DATA SECTION
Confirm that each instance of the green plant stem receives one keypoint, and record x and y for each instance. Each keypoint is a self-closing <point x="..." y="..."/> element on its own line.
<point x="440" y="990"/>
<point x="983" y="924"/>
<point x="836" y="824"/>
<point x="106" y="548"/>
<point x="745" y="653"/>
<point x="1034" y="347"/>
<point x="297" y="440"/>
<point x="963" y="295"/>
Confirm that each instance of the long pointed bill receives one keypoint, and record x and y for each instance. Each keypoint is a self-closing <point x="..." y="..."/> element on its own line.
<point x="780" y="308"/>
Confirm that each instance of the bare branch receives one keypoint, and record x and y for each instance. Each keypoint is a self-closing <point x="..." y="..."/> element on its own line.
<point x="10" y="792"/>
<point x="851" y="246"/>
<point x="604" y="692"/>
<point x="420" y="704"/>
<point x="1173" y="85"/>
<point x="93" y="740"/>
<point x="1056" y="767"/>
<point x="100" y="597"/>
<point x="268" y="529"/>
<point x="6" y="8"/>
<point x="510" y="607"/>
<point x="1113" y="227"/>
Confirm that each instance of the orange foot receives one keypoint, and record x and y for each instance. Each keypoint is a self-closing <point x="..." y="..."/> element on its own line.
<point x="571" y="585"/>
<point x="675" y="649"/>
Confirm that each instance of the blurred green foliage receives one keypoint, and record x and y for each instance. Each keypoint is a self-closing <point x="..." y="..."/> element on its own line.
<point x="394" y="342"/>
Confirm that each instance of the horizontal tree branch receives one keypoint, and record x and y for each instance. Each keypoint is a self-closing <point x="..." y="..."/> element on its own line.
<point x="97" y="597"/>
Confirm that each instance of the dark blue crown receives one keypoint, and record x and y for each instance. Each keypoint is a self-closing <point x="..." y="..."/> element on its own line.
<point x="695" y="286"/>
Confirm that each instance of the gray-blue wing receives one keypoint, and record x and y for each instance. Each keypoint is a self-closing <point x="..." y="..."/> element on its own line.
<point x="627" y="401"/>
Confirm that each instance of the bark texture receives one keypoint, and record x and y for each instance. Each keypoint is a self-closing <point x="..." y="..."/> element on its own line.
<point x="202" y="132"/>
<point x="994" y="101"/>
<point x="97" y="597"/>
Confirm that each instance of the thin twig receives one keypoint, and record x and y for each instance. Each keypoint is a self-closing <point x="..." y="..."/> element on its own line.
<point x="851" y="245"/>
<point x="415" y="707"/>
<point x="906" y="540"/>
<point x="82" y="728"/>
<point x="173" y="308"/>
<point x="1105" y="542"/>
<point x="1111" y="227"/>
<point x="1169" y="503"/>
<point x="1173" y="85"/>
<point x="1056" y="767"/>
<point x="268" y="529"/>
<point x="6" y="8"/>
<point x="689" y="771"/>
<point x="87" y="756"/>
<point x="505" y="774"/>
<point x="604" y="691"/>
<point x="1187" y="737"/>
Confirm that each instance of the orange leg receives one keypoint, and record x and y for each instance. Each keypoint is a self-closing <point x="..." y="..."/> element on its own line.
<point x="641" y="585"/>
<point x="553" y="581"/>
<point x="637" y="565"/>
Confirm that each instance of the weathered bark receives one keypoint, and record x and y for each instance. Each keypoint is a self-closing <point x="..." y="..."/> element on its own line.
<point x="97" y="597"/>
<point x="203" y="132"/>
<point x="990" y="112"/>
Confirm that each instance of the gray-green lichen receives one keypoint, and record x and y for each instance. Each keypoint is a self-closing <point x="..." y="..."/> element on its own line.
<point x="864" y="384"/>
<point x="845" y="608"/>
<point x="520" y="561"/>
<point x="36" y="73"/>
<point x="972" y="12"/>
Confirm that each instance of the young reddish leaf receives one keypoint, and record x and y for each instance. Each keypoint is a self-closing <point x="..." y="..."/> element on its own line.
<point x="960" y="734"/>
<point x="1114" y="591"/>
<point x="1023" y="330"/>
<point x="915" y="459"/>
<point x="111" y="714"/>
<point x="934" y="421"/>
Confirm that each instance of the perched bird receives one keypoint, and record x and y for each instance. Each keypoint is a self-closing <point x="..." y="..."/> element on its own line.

TASK DESCRIPTION
Print each entry precisely. Include every line.

RESPONSE TO THE TASK
Confirm that each instance of the green plant stem receives one keypoint, and record x and y for each instance. Each keypoint is a self-closing <point x="..." y="..."/> element on its own line.
<point x="440" y="990"/>
<point x="983" y="924"/>
<point x="836" y="824"/>
<point x="106" y="548"/>
<point x="745" y="653"/>
<point x="1034" y="347"/>
<point x="297" y="440"/>
<point x="963" y="295"/>
Confirm that each instance of the long pointed bill receives one keypoint, and record x and y for each instance. Each keypoint is a self-closing <point x="..." y="..."/> element on its own line.
<point x="780" y="308"/>
Confirm that each instance of the bare branch receives one keypoint, and record x and y for each instance. Each keypoint is a self-closing <point x="..." y="..."/> element on its own line.
<point x="10" y="792"/>
<point x="851" y="246"/>
<point x="604" y="692"/>
<point x="420" y="704"/>
<point x="1173" y="85"/>
<point x="93" y="740"/>
<point x="1056" y="767"/>
<point x="100" y="597"/>
<point x="268" y="529"/>
<point x="6" y="8"/>
<point x="510" y="607"/>
<point x="1113" y="227"/>
Confirm that each instance of the orange foot receives one keypoint, and record x and y for each instance. Each keypoint is a self-closing <point x="..." y="..."/> element on its own line.
<point x="571" y="585"/>
<point x="675" y="649"/>
Confirm that each instance of the blurred green foliage receives one keypoint, and record x and y for each instance. Each keypoint is a self-closing <point x="..." y="..."/> element on its own line.
<point x="394" y="342"/>
Confirm that each instance of the horizontal tree branch receives one keypoint, and record x and y for each instance. Each keypoint is a self-closing <point x="..." y="..."/> element on its own line.
<point x="97" y="597"/>
Confirm that each instance of the dark blue crown receives one keypoint, and record x and y for each instance. Each keypoint is a self-closing <point x="..." y="..."/> element on its own line.
<point x="695" y="286"/>
Confirm that each instance of the gray-blue wing receives one keypoint, and record x and y for each instance. Each keypoint is a self-closing <point x="..." y="..."/> element on its own line.
<point x="627" y="401"/>
Confirm that each instance of the bark texture receives one keypoint, and record x and y for each instance. Each keypoint is a self-closing <point x="..." y="..."/> element on its own line.
<point x="202" y="132"/>
<point x="994" y="101"/>
<point x="97" y="597"/>
Confirm that each instance of the thin twig receives one keypoint, and record x and y for each instance. Each keypoint is a self-closing <point x="..." y="..."/> element on its own line.
<point x="851" y="245"/>
<point x="415" y="707"/>
<point x="906" y="540"/>
<point x="82" y="728"/>
<point x="173" y="308"/>
<point x="1105" y="542"/>
<point x="1111" y="227"/>
<point x="1169" y="503"/>
<point x="1173" y="85"/>
<point x="1056" y="767"/>
<point x="268" y="529"/>
<point x="6" y="8"/>
<point x="689" y="771"/>
<point x="87" y="756"/>
<point x="505" y="774"/>
<point x="604" y="691"/>
<point x="1187" y="737"/>
Confirm that each instance of the orange leg receives one keypoint, and record x and y for each instance. Each keypoint is a self-closing <point x="..." y="..."/> element on its own line.
<point x="641" y="585"/>
<point x="553" y="581"/>
<point x="637" y="565"/>
Confirm that each instance of the weathered bark receives one keypoint, and record x and y for each instance. Each keypoint is a self-closing <point x="..." y="..."/> element on its own line.
<point x="97" y="597"/>
<point x="203" y="132"/>
<point x="990" y="112"/>
Confirm that each instance of the gray-green lichen receives one keypoint, and record x and y for each instance. Each keypoint is a self-closing <point x="..." y="..."/> element on its own line.
<point x="864" y="384"/>
<point x="845" y="608"/>
<point x="520" y="561"/>
<point x="36" y="73"/>
<point x="972" y="12"/>
Confirm that each instance of the young reddish leaf receives one keypoint, and record x and y for each instance. Each keypoint is a self-closing <point x="..." y="..."/> element on its own line.
<point x="960" y="734"/>
<point x="1114" y="591"/>
<point x="1023" y="330"/>
<point x="915" y="459"/>
<point x="111" y="714"/>
<point x="934" y="421"/>
Confirm that each instance of the perched bird receives one keypoint, and record x and y for each instance. Each keypoint is a self-closing <point x="..." y="..."/> element on its own line.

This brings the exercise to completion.